-- START RECORDED DATA --

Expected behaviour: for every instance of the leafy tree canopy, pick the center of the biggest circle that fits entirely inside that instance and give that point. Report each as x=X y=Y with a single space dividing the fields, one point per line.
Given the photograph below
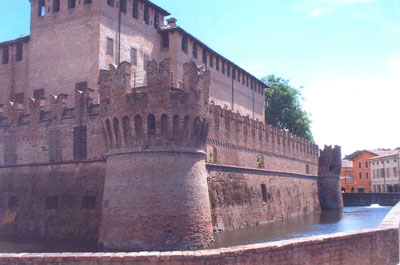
x=283 y=107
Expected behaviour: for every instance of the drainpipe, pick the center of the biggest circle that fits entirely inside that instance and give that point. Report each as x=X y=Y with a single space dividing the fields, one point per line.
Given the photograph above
x=119 y=35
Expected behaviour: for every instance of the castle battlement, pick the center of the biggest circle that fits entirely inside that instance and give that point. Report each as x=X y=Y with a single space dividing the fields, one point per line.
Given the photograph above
x=157 y=115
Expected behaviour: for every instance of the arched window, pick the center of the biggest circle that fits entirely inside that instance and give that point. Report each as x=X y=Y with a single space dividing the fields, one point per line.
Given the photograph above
x=127 y=129
x=138 y=127
x=175 y=126
x=151 y=124
x=109 y=133
x=164 y=124
x=117 y=132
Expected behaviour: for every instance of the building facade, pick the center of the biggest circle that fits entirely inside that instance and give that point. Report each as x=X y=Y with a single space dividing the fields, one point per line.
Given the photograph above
x=347 y=177
x=123 y=130
x=385 y=172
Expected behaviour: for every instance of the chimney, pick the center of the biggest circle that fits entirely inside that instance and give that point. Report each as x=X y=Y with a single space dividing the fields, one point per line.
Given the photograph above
x=172 y=22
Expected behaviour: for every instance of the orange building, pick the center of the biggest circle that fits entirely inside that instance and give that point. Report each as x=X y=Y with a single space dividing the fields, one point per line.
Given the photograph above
x=347 y=176
x=362 y=169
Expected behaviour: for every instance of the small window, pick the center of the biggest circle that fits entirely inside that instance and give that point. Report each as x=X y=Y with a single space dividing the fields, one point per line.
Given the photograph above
x=122 y=6
x=71 y=4
x=56 y=6
x=80 y=143
x=135 y=9
x=88 y=202
x=165 y=40
x=264 y=192
x=52 y=203
x=195 y=49
x=110 y=47
x=41 y=8
x=151 y=124
x=5 y=54
x=184 y=43
x=12 y=202
x=156 y=19
x=204 y=59
x=19 y=52
x=146 y=58
x=133 y=56
x=146 y=16
x=38 y=93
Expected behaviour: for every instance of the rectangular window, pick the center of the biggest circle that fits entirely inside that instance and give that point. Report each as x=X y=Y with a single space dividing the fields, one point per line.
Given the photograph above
x=12 y=202
x=146 y=16
x=18 y=56
x=5 y=55
x=80 y=143
x=110 y=47
x=55 y=153
x=41 y=8
x=195 y=49
x=38 y=93
x=133 y=56
x=204 y=57
x=19 y=98
x=56 y=6
x=165 y=40
x=88 y=202
x=264 y=192
x=156 y=19
x=122 y=6
x=135 y=9
x=71 y=4
x=52 y=203
x=184 y=43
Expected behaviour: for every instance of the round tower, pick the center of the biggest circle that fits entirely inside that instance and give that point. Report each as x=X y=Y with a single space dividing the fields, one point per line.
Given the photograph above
x=155 y=191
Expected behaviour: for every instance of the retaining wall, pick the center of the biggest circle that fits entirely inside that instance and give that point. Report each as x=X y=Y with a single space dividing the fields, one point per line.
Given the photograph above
x=378 y=246
x=366 y=199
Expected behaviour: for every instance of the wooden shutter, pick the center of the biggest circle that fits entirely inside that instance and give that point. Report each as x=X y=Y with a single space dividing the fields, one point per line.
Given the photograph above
x=80 y=143
x=10 y=150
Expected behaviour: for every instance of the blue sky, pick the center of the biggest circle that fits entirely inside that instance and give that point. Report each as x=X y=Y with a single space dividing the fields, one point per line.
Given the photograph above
x=345 y=54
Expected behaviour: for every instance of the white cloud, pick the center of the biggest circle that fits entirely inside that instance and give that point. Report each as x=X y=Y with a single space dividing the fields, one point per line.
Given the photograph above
x=319 y=12
x=344 y=2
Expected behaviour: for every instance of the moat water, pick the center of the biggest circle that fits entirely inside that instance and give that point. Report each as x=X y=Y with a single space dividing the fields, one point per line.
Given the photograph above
x=350 y=219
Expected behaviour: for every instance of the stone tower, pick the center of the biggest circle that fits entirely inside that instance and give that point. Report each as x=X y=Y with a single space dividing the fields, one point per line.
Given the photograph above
x=329 y=166
x=155 y=192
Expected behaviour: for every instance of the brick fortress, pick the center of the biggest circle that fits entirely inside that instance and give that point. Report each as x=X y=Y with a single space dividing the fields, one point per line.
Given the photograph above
x=120 y=129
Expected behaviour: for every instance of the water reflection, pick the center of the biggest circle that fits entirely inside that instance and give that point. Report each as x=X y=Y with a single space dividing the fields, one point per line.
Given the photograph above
x=350 y=219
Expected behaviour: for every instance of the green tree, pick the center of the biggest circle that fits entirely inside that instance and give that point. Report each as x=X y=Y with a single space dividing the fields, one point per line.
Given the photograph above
x=283 y=107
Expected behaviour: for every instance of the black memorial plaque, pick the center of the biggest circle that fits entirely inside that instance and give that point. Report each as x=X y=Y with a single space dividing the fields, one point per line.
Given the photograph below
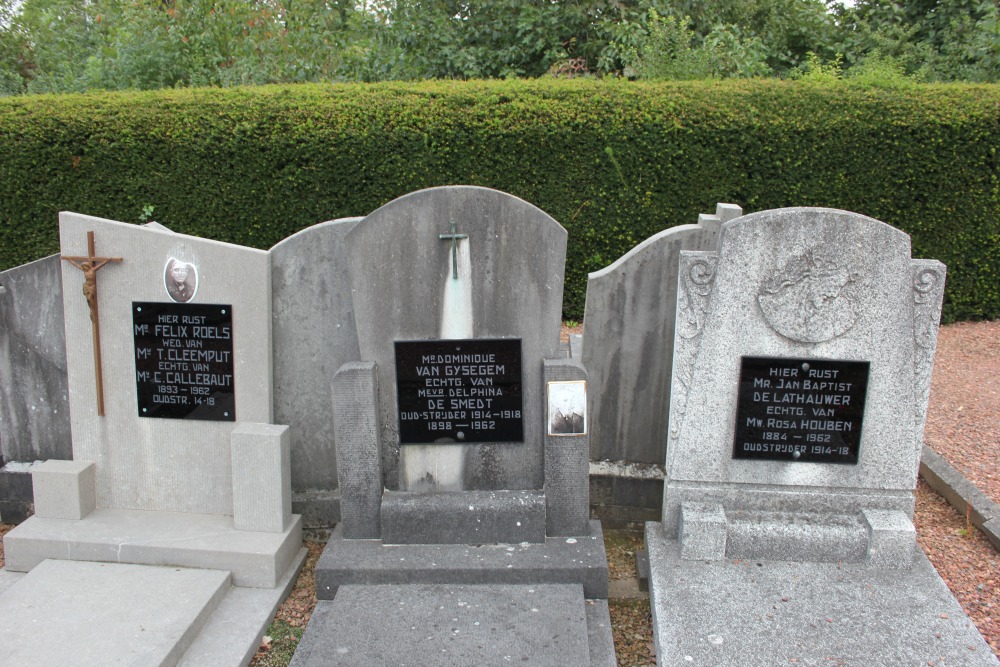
x=459 y=391
x=804 y=410
x=184 y=360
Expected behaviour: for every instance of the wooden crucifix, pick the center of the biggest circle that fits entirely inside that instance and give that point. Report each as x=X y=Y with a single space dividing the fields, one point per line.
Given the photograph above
x=90 y=265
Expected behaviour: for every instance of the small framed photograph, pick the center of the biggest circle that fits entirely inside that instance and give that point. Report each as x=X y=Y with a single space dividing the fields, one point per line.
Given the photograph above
x=180 y=280
x=567 y=407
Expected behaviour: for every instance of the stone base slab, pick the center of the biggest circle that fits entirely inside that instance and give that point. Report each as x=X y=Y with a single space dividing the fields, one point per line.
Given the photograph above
x=443 y=624
x=463 y=517
x=209 y=541
x=763 y=613
x=558 y=560
x=78 y=612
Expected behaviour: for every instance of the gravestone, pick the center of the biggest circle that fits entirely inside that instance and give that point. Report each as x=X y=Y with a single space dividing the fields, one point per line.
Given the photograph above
x=34 y=399
x=628 y=354
x=314 y=334
x=802 y=361
x=175 y=459
x=461 y=446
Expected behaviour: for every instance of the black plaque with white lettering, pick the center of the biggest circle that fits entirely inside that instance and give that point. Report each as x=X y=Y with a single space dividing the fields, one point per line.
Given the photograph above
x=459 y=391
x=804 y=410
x=184 y=360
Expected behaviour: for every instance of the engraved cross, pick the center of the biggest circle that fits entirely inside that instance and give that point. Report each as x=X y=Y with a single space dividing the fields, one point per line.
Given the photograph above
x=454 y=237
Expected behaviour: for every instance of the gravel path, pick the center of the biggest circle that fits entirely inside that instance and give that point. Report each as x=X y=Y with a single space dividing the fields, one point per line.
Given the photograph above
x=963 y=426
x=963 y=421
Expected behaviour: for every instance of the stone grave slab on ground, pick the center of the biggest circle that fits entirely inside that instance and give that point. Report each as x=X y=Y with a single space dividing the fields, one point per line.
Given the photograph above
x=802 y=363
x=461 y=447
x=176 y=461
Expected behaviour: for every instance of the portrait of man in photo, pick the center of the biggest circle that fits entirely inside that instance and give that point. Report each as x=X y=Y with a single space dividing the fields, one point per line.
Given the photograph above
x=181 y=280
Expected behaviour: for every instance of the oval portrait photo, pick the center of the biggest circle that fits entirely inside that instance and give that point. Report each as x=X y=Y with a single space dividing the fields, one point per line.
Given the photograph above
x=181 y=280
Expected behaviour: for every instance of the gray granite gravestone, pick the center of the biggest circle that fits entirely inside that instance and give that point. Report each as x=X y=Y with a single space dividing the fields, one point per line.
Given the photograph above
x=629 y=340
x=461 y=439
x=314 y=335
x=175 y=459
x=802 y=360
x=628 y=354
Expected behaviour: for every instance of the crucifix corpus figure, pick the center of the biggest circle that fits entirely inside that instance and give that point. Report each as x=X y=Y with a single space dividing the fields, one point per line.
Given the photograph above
x=454 y=237
x=90 y=265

-- END RECORDED DATA --

→ **TO BE DONE**: Rewrite the lines of the records as a numbered list, starting with the line containing "Expected behaviour: for every instance of the black memorial" and going on through the line containing "x=567 y=407". Skip blank lines and leave the pictures out.

→ **RESULT FOR THIS TASK**:
1. Expected behaviour: for every instance of the black memorial plaque, pick the center of the biggest circle that fits entirely inside that instance and give that point. Report each as x=X y=Y with a single space dividing the fields, one point per line.
2. Given the photograph below
3. x=459 y=391
4. x=804 y=410
5. x=184 y=360
6. Expected behaviour: for every instance of the wooden crucifix, pick the center of the biggest circle that fits entirely inside that instance and give that point. Report each as x=X y=Y with a single space dividing the fields, one point per line.
7. Given the photograph above
8. x=90 y=265
9. Expected behaviour: for every instance of the small framed photograph, pick the center of the biggest circle that fits entirely inside that instance and give that point. Report each as x=X y=Y with a single space dividing the fields, one point per line.
10. Given the photograph above
11. x=180 y=280
12. x=567 y=407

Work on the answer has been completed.